=== EXERCISE REQUIREMENTS ===
Reproduce verbatim every line from the one that includes "on the cloud" to the closing line of the entries; omit everything before it.

****************

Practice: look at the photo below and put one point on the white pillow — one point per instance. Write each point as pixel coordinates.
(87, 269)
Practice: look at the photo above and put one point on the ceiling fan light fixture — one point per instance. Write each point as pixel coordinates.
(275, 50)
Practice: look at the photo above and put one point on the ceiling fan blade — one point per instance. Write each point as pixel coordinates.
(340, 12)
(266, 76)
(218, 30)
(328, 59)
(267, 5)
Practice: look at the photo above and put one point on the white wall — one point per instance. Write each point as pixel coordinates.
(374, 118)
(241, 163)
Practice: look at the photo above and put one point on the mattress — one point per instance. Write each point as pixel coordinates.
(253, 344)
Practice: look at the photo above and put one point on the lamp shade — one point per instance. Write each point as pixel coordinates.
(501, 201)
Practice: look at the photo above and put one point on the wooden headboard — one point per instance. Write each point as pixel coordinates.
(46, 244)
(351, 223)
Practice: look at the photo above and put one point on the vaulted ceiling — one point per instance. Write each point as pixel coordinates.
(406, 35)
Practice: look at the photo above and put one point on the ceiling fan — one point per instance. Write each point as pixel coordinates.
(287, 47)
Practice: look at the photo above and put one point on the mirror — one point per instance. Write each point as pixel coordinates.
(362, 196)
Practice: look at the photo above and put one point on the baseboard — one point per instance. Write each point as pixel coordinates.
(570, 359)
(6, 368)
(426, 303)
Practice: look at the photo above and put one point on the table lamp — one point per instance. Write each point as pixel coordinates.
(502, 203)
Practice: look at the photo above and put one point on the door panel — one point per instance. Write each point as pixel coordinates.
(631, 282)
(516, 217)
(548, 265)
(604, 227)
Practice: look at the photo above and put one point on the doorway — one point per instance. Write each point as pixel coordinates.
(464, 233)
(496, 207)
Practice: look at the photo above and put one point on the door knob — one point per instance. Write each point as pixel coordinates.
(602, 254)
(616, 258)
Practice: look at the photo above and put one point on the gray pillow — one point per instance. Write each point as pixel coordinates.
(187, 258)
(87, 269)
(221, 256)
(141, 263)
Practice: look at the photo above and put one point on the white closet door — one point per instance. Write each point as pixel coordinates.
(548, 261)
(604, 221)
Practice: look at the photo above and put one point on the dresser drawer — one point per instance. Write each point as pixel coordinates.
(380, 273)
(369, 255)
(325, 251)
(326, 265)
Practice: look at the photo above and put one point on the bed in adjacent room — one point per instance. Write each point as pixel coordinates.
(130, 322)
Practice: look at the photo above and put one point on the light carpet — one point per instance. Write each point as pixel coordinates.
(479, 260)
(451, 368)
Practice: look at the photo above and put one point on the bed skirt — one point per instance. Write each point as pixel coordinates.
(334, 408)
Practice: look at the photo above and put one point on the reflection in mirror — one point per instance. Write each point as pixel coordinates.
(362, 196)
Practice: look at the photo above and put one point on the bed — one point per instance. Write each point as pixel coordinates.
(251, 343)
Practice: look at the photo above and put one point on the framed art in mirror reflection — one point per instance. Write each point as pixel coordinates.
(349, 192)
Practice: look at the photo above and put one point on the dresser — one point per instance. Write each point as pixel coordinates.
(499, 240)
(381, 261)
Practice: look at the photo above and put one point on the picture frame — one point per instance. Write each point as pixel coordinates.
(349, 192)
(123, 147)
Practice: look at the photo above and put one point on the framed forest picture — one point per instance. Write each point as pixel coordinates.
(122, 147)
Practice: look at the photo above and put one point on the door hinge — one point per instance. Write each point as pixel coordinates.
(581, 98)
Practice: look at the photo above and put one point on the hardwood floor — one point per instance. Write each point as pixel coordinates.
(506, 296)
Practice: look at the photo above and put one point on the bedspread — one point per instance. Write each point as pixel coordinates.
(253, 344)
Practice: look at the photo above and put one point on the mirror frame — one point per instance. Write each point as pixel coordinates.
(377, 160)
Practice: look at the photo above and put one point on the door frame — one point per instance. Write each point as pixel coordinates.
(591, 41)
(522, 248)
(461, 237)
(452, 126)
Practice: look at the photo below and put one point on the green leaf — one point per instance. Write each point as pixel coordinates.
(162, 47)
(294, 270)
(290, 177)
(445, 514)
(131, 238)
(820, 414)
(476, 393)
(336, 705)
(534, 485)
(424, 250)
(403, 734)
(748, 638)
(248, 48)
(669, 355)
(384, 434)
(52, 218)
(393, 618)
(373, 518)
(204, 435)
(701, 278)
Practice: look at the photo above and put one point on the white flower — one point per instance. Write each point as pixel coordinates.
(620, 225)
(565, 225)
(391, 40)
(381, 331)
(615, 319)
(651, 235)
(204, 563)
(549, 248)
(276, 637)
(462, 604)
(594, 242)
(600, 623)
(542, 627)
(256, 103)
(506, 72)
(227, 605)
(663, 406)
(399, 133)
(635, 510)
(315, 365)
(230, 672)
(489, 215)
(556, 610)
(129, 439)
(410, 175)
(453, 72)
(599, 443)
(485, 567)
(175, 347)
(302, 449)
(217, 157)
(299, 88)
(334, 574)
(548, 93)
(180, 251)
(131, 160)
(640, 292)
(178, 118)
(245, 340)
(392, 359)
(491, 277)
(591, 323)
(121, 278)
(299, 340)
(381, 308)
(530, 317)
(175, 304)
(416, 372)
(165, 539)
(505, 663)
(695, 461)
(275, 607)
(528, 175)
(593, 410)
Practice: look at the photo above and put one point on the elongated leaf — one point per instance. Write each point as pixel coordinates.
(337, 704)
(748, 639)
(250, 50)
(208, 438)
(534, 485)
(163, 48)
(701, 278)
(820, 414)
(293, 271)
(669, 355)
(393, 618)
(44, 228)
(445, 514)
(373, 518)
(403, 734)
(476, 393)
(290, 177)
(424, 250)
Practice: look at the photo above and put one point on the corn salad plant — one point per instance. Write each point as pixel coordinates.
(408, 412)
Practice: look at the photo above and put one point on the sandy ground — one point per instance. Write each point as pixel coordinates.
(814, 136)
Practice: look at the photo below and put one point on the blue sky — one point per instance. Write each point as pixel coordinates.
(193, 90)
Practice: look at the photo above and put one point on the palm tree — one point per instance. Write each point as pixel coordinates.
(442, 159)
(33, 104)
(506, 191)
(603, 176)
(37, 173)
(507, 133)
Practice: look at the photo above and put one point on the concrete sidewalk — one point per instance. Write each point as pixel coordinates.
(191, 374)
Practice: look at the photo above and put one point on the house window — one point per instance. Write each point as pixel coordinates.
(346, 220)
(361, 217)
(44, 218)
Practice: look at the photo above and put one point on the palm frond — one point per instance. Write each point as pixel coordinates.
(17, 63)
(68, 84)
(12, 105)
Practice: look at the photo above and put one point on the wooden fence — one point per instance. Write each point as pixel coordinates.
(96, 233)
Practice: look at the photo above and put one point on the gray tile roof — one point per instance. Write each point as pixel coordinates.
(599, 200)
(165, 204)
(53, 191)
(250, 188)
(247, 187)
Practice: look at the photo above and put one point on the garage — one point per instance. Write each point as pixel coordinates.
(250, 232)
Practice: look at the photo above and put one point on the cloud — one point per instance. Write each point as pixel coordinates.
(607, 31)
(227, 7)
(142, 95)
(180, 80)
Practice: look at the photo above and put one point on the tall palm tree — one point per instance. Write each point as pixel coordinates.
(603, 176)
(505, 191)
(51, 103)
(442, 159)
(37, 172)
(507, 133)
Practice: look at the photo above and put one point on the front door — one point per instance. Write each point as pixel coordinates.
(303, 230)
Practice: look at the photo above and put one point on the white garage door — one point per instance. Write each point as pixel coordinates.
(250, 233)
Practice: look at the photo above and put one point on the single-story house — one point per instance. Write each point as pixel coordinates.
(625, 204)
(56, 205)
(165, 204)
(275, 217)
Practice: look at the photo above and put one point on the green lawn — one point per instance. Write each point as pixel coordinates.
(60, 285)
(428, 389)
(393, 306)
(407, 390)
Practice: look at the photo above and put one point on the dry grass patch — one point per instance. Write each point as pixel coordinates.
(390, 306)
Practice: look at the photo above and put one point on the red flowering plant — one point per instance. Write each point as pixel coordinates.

****************

=== TASK ANSWER ===
Practice: look at the photo above and put one point on the cloud — one point per instance. Write each point as pixel coordinates.
(607, 31)
(227, 7)
(142, 95)
(180, 80)
Practice: look at the photo above and put one point on the tall palm tree — one point per instance. Write each point as pixel coordinates.
(603, 176)
(505, 191)
(51, 103)
(442, 159)
(37, 172)
(507, 133)
Practice: look at the photo above and put one point on the front door — one point per instance. Write each point as pixel coordinates.
(303, 230)
Practice: look at the photo above and put one point on the white garage door — one point per instance. Write each point as pixel coordinates.
(250, 233)
Practice: look at the photo above and put one point on the single-story house — one point per instance. Write each point as pixel coordinates.
(625, 204)
(56, 205)
(165, 204)
(275, 217)
Practice: look at the photo above and put one point on the green lawn — one point per instance. Write each point as pixel coordinates.
(60, 285)
(428, 389)
(393, 306)
(407, 390)
Practice: look at the photo above and put one point on the dry grass patch — one point per instance. Write each point as pixel coordinates.
(390, 306)
Practice: look at the photo above and put one point on the red flowering plant — one point per instance. Write each point as pixel coordinates.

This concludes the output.